What is expected: Please pull out every line of the items below that contains the word "tiled".
BEGIN Stored rows
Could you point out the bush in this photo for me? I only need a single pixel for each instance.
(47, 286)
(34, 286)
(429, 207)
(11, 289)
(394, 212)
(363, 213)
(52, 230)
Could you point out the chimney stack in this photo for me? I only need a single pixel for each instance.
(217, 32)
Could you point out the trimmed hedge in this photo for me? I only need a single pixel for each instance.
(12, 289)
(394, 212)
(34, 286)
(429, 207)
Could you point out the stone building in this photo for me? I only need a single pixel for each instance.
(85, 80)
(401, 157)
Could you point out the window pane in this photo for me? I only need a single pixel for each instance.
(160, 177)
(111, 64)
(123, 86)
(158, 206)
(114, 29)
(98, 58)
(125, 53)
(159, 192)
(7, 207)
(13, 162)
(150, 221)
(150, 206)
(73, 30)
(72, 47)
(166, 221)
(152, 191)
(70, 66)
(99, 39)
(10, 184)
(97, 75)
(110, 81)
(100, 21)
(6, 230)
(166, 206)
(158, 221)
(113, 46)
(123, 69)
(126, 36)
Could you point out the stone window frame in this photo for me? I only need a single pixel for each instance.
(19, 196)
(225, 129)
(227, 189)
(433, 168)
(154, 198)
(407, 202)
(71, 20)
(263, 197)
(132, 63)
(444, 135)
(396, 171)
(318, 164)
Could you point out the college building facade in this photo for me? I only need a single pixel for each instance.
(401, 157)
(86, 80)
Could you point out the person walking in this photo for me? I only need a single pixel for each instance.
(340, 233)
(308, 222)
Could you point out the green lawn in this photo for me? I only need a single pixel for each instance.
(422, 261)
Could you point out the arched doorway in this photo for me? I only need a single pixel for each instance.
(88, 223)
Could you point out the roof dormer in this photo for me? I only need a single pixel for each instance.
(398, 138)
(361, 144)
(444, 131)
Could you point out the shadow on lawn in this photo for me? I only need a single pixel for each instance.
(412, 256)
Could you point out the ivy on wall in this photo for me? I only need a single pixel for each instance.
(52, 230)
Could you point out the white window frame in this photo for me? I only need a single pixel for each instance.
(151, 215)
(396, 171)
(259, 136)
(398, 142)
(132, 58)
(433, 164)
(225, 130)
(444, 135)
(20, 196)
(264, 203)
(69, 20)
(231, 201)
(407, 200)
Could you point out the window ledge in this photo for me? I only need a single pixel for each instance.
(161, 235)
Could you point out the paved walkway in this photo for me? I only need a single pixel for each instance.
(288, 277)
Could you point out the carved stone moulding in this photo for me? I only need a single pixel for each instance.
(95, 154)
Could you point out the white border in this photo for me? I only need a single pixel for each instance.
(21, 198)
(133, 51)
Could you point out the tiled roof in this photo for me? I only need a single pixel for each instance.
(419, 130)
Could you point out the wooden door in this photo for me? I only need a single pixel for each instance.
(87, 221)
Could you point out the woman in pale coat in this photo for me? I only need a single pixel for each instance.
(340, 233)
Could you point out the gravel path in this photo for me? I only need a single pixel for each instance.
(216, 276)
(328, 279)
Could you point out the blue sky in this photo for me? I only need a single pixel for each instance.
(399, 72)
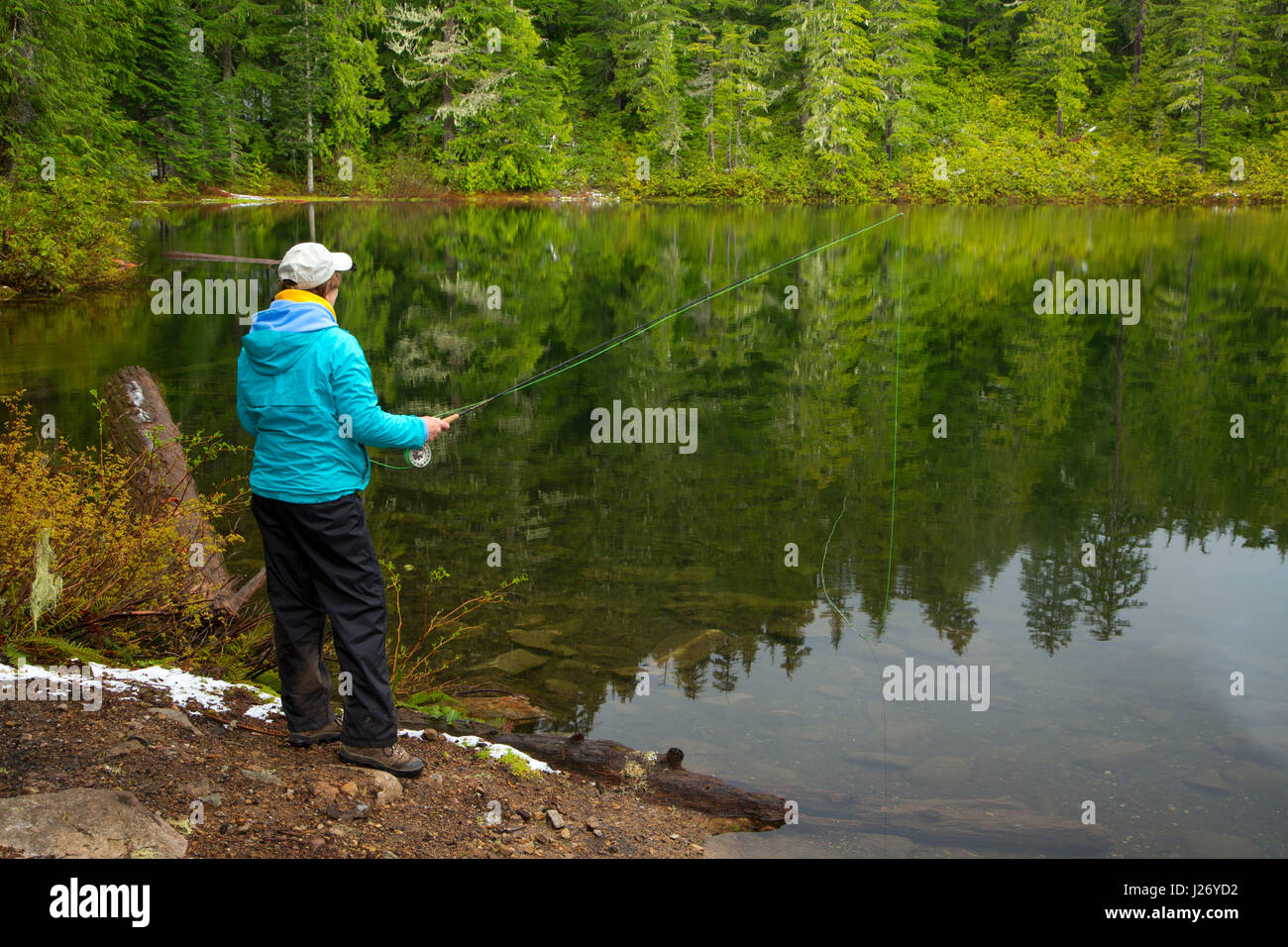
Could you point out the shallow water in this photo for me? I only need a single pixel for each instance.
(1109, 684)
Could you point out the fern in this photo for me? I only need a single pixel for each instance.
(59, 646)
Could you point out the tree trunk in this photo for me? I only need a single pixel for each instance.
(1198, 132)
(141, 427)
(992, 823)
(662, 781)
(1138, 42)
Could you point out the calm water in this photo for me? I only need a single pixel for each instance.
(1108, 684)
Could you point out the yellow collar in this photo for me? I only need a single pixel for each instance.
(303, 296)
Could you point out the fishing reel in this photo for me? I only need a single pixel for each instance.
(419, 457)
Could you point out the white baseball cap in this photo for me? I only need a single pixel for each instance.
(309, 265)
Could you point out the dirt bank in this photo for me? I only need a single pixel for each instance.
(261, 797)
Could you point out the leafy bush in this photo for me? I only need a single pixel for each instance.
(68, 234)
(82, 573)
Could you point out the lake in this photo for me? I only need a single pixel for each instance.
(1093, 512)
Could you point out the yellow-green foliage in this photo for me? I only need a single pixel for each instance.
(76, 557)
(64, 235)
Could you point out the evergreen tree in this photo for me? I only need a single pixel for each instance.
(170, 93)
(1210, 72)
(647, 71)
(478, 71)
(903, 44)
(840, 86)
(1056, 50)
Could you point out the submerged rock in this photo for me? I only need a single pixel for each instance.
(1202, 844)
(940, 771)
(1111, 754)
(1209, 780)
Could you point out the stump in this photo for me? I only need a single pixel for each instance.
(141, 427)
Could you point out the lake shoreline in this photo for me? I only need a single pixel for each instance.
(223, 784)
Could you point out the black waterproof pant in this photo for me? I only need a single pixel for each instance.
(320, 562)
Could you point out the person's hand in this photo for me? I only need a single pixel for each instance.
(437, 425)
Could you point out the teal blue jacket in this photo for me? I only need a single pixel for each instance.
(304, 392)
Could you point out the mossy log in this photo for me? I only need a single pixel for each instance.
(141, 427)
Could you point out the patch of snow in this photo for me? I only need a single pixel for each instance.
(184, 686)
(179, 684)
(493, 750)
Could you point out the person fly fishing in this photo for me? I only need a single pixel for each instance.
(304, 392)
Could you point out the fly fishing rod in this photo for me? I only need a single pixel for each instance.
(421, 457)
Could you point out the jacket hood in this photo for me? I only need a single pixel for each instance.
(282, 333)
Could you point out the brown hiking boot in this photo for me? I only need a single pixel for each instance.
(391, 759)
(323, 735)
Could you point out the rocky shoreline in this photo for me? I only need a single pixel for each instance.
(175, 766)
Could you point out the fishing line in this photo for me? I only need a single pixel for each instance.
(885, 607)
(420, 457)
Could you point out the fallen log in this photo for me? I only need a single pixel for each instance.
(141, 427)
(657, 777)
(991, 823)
END Stored rows
BEGIN Stored rows
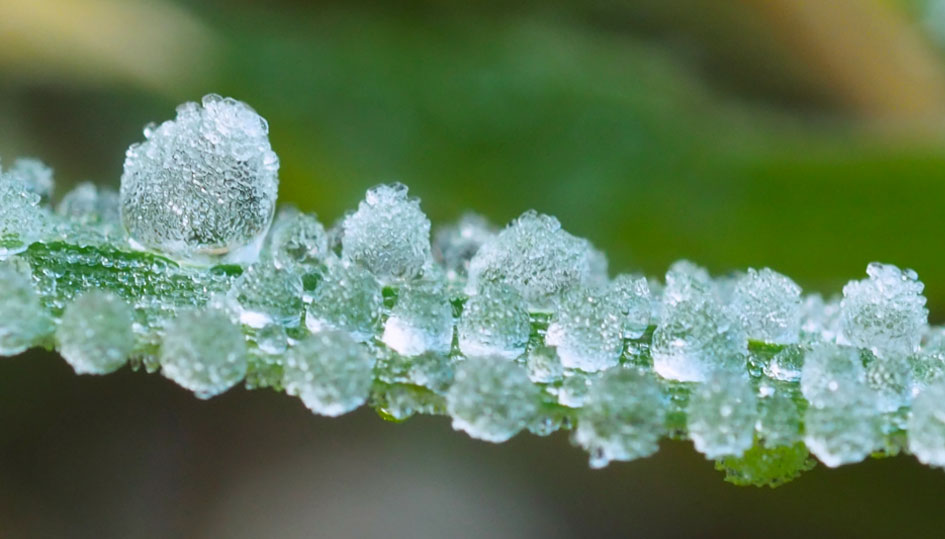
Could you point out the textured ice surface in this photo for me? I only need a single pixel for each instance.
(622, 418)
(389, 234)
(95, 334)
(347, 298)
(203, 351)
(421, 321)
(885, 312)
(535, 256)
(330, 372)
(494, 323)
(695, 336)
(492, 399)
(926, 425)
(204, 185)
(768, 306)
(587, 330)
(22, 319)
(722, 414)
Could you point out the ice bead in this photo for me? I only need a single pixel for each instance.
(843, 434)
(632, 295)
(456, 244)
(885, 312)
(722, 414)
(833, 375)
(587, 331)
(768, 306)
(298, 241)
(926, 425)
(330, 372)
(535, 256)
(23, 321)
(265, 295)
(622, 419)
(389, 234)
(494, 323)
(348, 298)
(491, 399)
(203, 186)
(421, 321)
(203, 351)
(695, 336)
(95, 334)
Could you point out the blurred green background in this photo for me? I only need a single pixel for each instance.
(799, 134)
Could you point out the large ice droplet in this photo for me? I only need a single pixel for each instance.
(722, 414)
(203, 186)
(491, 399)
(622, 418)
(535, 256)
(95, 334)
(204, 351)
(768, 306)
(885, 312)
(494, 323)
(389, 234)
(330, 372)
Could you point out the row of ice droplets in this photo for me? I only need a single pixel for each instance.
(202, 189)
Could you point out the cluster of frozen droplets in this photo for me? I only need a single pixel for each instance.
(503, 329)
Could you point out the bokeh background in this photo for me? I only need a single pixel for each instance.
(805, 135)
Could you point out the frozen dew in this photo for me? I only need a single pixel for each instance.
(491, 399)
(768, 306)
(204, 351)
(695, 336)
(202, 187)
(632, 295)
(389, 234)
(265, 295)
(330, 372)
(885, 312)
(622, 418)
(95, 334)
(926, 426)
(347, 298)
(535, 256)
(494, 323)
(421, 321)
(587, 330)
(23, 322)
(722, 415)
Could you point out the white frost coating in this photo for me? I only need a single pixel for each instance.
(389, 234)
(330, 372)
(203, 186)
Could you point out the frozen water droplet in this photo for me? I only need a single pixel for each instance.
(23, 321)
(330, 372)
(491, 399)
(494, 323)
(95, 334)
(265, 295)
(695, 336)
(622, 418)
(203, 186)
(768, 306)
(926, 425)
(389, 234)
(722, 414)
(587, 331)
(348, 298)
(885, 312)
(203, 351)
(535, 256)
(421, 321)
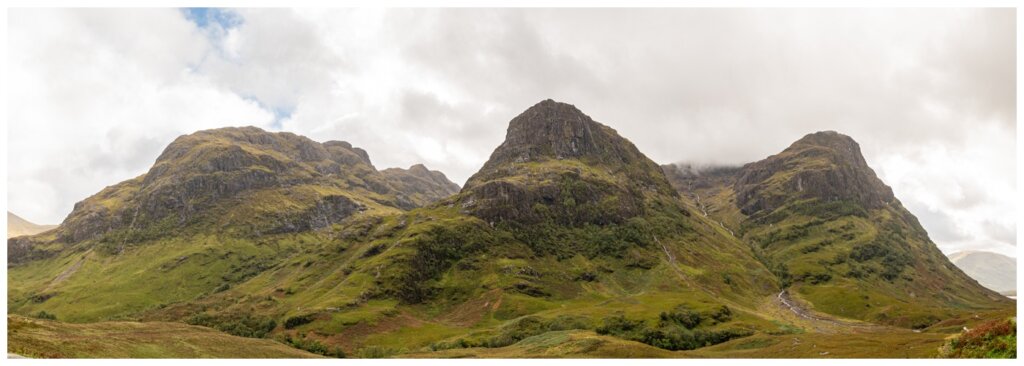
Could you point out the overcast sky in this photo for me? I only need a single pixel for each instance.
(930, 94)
END Stored rows
BEGIN Stored rows
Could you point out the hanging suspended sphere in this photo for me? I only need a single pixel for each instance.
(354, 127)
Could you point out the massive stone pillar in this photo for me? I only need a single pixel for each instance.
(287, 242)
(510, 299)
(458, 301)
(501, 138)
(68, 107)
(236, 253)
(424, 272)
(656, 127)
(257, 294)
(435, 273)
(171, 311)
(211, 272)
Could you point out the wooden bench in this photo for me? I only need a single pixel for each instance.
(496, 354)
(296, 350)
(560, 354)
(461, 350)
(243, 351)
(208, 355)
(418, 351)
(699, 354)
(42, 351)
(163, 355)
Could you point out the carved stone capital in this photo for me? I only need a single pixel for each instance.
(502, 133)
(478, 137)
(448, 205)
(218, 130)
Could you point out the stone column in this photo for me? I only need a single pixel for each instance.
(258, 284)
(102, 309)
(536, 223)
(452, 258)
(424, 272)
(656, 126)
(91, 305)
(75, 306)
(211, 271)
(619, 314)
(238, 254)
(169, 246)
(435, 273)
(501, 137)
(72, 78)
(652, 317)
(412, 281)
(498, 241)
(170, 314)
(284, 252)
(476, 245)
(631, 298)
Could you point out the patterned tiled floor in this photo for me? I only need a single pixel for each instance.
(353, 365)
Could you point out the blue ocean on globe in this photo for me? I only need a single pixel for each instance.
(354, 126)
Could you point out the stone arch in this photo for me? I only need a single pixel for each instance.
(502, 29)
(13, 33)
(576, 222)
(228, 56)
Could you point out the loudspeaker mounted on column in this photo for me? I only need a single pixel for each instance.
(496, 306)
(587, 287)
END Stored rows
Result below:
Could you point out the tiled roof in this photo for me? I only need a single pixel for each instance.
Could you point out the patterned tiled floor in this photo for me? I only need a single pixel for each instance.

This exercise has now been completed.